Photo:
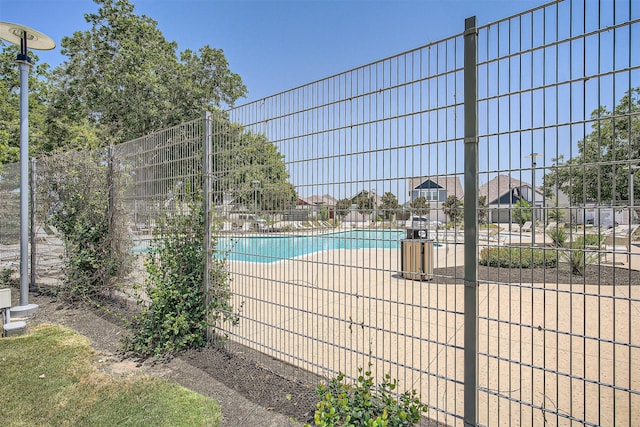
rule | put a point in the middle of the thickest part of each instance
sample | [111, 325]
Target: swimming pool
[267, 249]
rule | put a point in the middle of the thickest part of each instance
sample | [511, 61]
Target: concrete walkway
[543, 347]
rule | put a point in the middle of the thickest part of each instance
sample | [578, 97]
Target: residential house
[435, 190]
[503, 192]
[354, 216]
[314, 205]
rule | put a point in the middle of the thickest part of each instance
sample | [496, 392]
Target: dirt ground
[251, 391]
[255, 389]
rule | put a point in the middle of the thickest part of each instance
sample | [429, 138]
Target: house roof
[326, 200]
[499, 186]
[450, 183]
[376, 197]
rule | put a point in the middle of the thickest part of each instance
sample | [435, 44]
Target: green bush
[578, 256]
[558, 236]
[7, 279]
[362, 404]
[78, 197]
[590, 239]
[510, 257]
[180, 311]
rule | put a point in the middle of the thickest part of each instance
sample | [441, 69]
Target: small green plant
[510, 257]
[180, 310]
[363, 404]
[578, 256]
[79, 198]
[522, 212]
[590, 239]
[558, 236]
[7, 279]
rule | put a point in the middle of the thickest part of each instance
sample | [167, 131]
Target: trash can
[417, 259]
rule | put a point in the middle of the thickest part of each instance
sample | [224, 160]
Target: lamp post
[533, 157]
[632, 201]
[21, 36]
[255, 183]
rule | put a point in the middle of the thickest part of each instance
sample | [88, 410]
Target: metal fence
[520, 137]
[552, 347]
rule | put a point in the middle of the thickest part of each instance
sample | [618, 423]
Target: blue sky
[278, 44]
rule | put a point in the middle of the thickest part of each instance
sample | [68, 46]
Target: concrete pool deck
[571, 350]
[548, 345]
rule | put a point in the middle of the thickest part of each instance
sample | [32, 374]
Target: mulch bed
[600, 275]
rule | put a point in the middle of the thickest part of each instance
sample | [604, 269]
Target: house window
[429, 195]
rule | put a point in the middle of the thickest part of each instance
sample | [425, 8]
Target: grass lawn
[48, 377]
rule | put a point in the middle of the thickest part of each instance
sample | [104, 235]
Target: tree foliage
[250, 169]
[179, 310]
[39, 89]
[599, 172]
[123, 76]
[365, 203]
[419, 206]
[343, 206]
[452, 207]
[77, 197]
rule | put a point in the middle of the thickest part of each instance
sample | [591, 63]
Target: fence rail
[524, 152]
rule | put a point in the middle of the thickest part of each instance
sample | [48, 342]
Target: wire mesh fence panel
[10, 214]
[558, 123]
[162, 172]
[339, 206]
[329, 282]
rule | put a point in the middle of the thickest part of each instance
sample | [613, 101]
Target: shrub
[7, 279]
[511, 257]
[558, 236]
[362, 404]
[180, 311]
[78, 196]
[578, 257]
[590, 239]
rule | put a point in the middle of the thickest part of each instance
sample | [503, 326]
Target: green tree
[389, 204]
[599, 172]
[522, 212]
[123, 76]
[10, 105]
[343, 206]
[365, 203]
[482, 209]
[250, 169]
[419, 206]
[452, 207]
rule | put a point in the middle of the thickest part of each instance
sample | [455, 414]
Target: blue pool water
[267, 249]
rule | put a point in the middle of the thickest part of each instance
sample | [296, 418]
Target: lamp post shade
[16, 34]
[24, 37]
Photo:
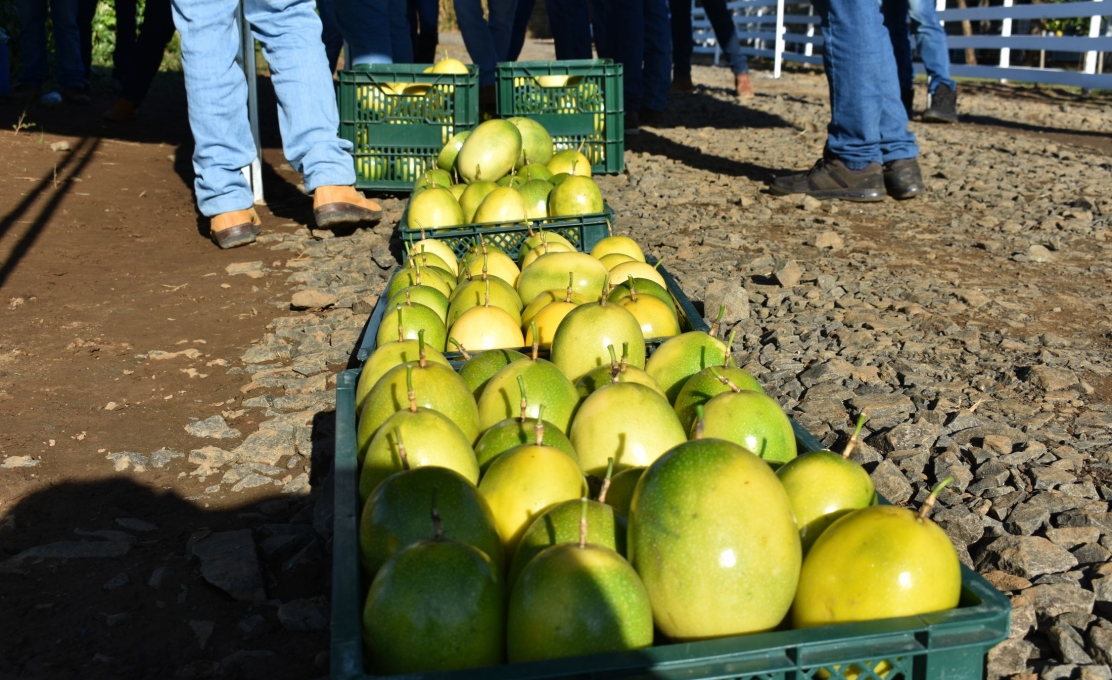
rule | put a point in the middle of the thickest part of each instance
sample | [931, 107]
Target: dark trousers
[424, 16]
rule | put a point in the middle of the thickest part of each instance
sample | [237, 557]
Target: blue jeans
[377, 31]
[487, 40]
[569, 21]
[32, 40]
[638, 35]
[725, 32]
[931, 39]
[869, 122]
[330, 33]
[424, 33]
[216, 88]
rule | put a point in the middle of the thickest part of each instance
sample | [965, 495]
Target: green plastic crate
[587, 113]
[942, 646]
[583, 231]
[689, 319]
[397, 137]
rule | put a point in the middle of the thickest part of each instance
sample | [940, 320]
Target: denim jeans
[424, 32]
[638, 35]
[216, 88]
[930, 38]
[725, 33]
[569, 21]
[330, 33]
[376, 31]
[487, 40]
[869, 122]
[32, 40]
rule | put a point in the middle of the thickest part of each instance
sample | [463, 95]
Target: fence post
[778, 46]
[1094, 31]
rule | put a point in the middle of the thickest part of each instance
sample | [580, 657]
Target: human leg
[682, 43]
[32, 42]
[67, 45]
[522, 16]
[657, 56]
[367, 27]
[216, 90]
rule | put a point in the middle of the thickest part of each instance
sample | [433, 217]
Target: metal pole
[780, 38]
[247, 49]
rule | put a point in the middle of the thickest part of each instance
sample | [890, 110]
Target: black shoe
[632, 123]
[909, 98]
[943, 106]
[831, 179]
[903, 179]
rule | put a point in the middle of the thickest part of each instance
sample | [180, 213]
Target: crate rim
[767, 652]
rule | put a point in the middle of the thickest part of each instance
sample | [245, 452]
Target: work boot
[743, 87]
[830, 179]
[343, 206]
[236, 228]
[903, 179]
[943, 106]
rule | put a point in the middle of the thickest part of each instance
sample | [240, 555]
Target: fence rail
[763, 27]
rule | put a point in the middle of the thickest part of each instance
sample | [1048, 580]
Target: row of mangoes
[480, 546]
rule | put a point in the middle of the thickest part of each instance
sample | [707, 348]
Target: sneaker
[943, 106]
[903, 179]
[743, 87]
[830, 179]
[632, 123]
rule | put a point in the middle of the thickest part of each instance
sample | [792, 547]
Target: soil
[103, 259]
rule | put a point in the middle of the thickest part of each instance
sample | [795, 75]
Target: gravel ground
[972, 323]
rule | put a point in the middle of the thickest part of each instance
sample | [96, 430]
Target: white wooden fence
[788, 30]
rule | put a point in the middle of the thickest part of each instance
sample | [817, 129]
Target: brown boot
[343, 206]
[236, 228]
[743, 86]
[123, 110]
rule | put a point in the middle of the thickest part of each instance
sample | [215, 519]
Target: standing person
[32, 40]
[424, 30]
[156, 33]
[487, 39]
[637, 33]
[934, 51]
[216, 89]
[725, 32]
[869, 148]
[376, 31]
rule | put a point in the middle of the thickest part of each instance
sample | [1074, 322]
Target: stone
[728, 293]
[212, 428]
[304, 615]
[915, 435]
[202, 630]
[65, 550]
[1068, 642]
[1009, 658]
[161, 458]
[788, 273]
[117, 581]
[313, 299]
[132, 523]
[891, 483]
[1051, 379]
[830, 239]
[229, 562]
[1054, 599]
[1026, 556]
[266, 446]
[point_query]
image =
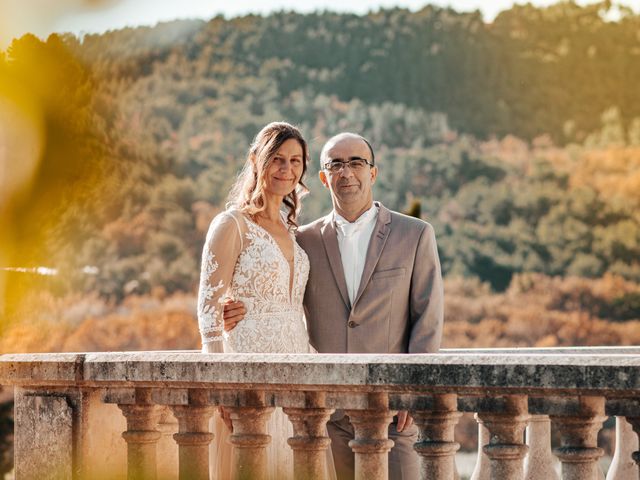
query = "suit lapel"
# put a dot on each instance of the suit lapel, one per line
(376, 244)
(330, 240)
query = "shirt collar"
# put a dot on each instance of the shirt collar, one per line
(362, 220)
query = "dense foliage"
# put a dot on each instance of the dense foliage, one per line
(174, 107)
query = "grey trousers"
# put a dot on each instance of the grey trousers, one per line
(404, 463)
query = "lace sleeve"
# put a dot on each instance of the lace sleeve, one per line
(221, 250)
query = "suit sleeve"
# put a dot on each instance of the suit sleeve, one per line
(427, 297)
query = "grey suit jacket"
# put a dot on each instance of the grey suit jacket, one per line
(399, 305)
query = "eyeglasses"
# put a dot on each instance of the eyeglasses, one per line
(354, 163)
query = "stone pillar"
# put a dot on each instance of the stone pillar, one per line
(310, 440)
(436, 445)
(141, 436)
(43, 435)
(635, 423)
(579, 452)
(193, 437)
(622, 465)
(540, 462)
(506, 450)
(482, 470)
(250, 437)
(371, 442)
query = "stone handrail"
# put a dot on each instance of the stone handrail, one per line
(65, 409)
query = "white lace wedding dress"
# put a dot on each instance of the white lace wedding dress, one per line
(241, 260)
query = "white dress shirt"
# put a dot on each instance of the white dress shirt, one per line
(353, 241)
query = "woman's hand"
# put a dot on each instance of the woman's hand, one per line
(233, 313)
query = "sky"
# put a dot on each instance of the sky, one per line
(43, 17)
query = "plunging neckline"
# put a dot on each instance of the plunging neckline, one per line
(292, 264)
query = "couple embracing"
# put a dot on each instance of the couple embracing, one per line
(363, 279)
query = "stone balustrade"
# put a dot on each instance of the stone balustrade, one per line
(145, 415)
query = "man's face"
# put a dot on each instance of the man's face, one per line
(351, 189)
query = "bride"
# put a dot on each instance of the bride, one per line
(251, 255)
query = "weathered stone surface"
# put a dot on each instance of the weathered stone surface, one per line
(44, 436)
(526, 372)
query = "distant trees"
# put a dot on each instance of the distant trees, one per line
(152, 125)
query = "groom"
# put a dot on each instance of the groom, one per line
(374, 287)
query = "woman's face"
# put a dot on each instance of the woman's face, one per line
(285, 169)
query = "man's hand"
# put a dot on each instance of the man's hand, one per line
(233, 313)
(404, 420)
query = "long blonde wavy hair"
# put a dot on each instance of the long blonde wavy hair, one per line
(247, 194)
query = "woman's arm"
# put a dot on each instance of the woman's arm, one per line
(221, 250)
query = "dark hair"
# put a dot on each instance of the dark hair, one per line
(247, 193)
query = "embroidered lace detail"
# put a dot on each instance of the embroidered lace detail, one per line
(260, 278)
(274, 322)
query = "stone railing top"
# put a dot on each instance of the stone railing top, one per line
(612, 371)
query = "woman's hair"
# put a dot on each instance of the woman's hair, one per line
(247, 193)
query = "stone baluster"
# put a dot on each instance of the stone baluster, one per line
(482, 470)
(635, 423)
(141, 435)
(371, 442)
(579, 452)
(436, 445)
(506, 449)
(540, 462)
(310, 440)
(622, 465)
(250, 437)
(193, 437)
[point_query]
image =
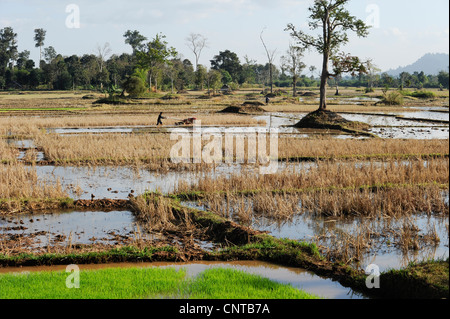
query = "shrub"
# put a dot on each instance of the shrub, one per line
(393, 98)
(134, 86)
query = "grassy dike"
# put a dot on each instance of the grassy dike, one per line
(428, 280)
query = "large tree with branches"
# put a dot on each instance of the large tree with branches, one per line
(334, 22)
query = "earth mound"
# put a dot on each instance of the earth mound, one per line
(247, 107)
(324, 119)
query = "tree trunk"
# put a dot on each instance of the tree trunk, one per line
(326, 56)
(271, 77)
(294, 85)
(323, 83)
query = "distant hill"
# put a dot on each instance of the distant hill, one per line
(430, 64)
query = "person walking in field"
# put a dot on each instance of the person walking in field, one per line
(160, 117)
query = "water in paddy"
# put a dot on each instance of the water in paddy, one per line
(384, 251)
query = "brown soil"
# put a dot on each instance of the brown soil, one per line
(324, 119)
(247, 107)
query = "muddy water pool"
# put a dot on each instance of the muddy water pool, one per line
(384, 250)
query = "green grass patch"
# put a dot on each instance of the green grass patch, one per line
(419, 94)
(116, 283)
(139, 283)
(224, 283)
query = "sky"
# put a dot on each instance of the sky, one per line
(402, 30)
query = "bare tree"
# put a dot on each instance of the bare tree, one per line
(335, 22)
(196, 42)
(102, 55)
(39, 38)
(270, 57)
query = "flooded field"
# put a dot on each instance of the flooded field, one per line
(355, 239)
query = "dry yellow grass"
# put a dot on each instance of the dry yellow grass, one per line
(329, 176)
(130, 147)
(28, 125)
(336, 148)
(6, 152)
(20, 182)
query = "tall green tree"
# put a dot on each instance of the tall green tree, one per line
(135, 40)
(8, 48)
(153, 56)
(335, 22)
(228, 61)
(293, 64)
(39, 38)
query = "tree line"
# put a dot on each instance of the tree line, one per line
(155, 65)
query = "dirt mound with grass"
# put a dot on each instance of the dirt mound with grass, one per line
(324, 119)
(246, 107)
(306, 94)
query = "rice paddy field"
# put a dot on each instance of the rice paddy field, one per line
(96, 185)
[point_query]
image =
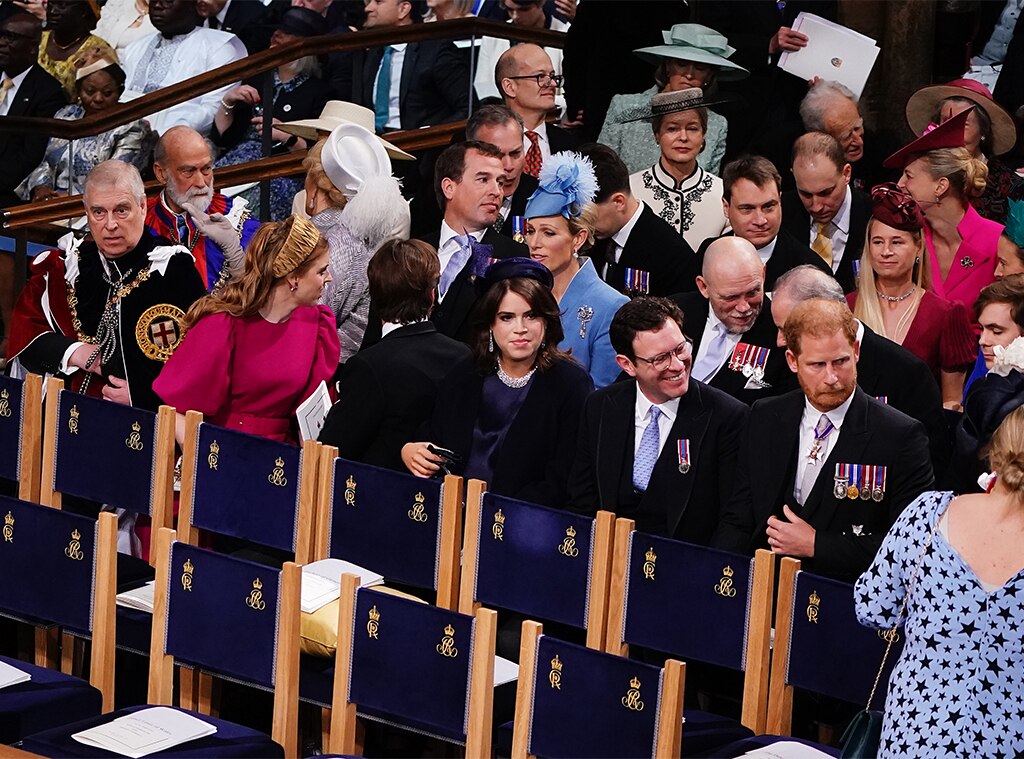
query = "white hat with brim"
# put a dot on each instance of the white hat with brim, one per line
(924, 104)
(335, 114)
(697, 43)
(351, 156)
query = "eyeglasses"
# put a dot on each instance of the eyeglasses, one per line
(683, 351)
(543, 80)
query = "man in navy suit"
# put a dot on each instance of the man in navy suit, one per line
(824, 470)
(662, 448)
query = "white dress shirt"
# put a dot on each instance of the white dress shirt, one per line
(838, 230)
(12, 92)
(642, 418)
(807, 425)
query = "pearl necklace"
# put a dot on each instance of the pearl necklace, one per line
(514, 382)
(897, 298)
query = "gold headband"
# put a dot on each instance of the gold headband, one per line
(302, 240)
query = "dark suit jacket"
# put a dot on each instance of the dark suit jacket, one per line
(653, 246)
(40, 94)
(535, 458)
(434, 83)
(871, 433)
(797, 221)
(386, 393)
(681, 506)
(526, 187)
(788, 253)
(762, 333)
---+---
WHAT THE TASK REQUIRES
Using the records above, print exactly the run of lines that starts with the line with "Target: shrub" and goes on through the line with "sample | [940, 320]", pictures excluded.

COMPLETED EXERCISE
Target: shrub
[7, 279]
[511, 257]
[558, 236]
[362, 404]
[180, 311]
[78, 196]
[578, 257]
[590, 239]
rule | put a point in the middle of the thickest part of each instance
sample | [503, 326]
Target: green tree
[389, 204]
[599, 172]
[522, 212]
[123, 76]
[10, 105]
[343, 206]
[365, 203]
[482, 209]
[250, 169]
[419, 206]
[452, 207]
rule | put a point in the middle of the thickest part of each instance
sample | [455, 414]
Target: blue pool water
[267, 249]
rule | put a point in the middle of the thickest part of each instance
sample | [296, 418]
Target: lamp post shade
[16, 34]
[24, 37]
Photo:
rule | put a point in the middle of the thickest part of each instance
sample | [931, 107]
Target: dark trousers
[424, 16]
rule | put a point in the middle of the thickest part of each instance
sample | [237, 557]
Target: blue jeans
[377, 31]
[487, 40]
[569, 21]
[32, 40]
[638, 35]
[725, 32]
[931, 39]
[869, 122]
[330, 33]
[424, 33]
[216, 88]
rule | put a point in the middle of the thickest part of each instance
sample | [965, 495]
Target: green plastic crate
[587, 113]
[942, 646]
[583, 231]
[689, 319]
[397, 137]
rule | put a point in the middle of the thickest part of each instance
sample | [940, 320]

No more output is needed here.